● Your instructions
Pictures do not belong in the copy, so please give every entry below again exactly.

(Collection entries)
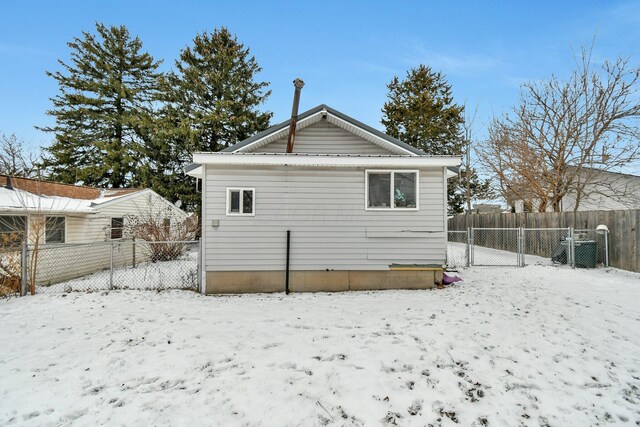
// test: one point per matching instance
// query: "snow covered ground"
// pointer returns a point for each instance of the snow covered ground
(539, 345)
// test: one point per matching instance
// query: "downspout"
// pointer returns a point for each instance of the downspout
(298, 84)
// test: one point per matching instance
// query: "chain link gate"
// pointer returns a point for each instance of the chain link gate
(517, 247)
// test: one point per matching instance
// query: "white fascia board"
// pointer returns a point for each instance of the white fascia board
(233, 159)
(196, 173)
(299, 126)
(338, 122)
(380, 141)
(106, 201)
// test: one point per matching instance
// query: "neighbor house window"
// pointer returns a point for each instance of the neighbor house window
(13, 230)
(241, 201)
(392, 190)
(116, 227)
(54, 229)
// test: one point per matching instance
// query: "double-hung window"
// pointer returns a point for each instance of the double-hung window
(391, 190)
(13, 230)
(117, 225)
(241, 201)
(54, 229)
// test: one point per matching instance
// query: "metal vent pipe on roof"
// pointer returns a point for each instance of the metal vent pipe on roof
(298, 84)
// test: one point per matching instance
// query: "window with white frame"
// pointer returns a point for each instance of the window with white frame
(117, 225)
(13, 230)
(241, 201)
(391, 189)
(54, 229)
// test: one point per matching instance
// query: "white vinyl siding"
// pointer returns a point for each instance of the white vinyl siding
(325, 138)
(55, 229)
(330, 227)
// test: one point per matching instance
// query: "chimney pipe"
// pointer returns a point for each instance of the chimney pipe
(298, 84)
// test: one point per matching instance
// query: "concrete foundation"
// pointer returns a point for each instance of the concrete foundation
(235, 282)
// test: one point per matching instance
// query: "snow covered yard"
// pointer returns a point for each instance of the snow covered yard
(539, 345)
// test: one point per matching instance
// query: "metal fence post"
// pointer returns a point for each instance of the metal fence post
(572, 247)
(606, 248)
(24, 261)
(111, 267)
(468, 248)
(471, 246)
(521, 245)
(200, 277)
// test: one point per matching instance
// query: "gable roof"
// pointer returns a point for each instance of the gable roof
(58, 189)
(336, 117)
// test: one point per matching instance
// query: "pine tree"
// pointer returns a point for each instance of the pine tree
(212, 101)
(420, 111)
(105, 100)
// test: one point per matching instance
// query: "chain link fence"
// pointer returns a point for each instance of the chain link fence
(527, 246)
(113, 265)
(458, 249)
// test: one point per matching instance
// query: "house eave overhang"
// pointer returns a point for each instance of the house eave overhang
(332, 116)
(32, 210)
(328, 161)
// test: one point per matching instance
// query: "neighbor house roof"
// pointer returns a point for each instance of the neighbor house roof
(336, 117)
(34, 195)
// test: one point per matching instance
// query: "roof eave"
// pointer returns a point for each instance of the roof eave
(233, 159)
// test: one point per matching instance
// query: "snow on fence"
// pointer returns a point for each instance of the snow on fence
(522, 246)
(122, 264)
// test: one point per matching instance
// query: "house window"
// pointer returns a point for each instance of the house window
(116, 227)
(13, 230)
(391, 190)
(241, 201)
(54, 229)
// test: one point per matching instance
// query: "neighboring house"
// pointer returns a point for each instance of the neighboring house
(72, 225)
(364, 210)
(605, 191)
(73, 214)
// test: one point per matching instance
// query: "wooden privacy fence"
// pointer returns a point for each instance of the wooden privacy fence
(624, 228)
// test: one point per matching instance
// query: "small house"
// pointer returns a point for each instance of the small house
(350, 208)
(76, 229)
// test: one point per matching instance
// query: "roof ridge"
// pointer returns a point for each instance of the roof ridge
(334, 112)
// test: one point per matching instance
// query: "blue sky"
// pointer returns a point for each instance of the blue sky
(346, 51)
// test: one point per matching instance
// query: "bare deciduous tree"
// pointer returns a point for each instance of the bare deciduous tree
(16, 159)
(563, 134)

● Solution to the problem
// test: one point per matching instance
// query: "snow covered ground"
// pointer returns a point for each instance of the snow covered ground
(539, 345)
// test: one point per matching instance
// query: "downspout"
// pointer returns a point for each instance of the downspout
(298, 84)
// test: one point per matching instance
// query: "chain link gate"
// pointer returns a point for each instance of the chain link gate
(517, 247)
// test: one point per matching instance
// query: "white fascia board"
// pointer returns a point for each instance of the white fascia board
(233, 159)
(196, 173)
(299, 126)
(338, 122)
(380, 141)
(106, 201)
// test: one point per matching instance
// query: "neighbor house window"
// pointer returns a point for each instance of the neighbor house window
(13, 230)
(241, 201)
(392, 190)
(116, 227)
(54, 229)
// test: one point per matching instance
// query: "double-hung window"
// pointer returns a point for each instance of the double-hung window
(391, 190)
(13, 230)
(117, 225)
(241, 201)
(54, 229)
// test: one point per matching instance
// query: "metal vent pipe on roof"
// pointer returns a point for each instance of the metal vent pipe on roof
(298, 84)
// test: one point per matching instance
// query: "window with white frame"
// pointer returns a point for each instance of the window with white frame
(117, 225)
(13, 230)
(241, 201)
(391, 189)
(54, 229)
// test: one point per matching instance
// query: "white vinyl siding"
// pointer returns a point for each instance of the white vinyl siding
(325, 138)
(55, 229)
(330, 227)
// test: one point per matching instance
// query: "chimney pipe"
// pointer returns a point for each instance of the chimney pipe
(298, 84)
// test: one point per matching instance
// query: "concrete foundation"
// pointer returns a point for each instance of the concrete foundation
(235, 282)
// test: one point per matching instance
// query: "snow covered yard"
// pointer returns a point for each instance of the snow covered yard
(539, 345)
// test: one point per matching instance
// query: "metal fence post"
// pointer returns a point for each instance of the metal fence post
(572, 247)
(606, 248)
(24, 261)
(111, 267)
(468, 248)
(471, 246)
(521, 245)
(200, 277)
// test: one point per matching instance
// query: "gable roof"
// pointer returns a point for each instance of the gable roof
(58, 189)
(336, 117)
// test: one point per matching instance
// query: "pine tree"
// pointer returns a point for each instance of the pine tree
(212, 101)
(420, 111)
(105, 100)
// test: one point per matching instance
// query: "chain link fence"
// pointer returns a point for each instance of the chain link fence
(527, 246)
(113, 265)
(458, 249)
// test: one point per matching instance
// query: "house eave overhang"
// pointer returns a point for each instance of the house eave overhang
(332, 116)
(32, 210)
(328, 161)
// test: one point per matching instance
// query: "neighbor house roof"
// pointer returns a point for each instance of the neighbor house roof
(336, 117)
(34, 195)
// test: one point per matching instance
// query: "roof eave"
// pointer returns a point for each instance of the roof eave
(233, 159)
// test: one point per matching instance
// query: "snow on fence"
// pointer returns a point for each instance of the snow on fence
(522, 246)
(122, 264)
// test: one point per matching instance
// query: "house window"
// pointer returns a point for each instance of the house window
(116, 227)
(13, 230)
(391, 190)
(241, 201)
(54, 229)
// test: one point per matching instance
// query: "neighboring house"
// pointer returns a point for each instance of the neighboring house
(72, 225)
(364, 210)
(605, 191)
(73, 214)
// test: one point per matching instance
// query: "wooden privacy fence"
// pointer returns a point for each instance of the wooden privacy fence
(624, 228)
// test: one point per matching instance
// query: "small house"
// pointer returns a point for each instance of the small house
(350, 208)
(76, 229)
// test: one point per matching instance
// query: "roof ridge"
// pointer returns a point for each instance of the roof ridge
(334, 112)
// test: one point per matching instance
// query: "blue sky"
// pointer returns a point for each instance of the blue sky
(346, 51)
// test: one point per matching instance
// query: "bare deciduous tree"
// pointer returns a point for each instance of the bare deciduous tree
(16, 159)
(563, 134)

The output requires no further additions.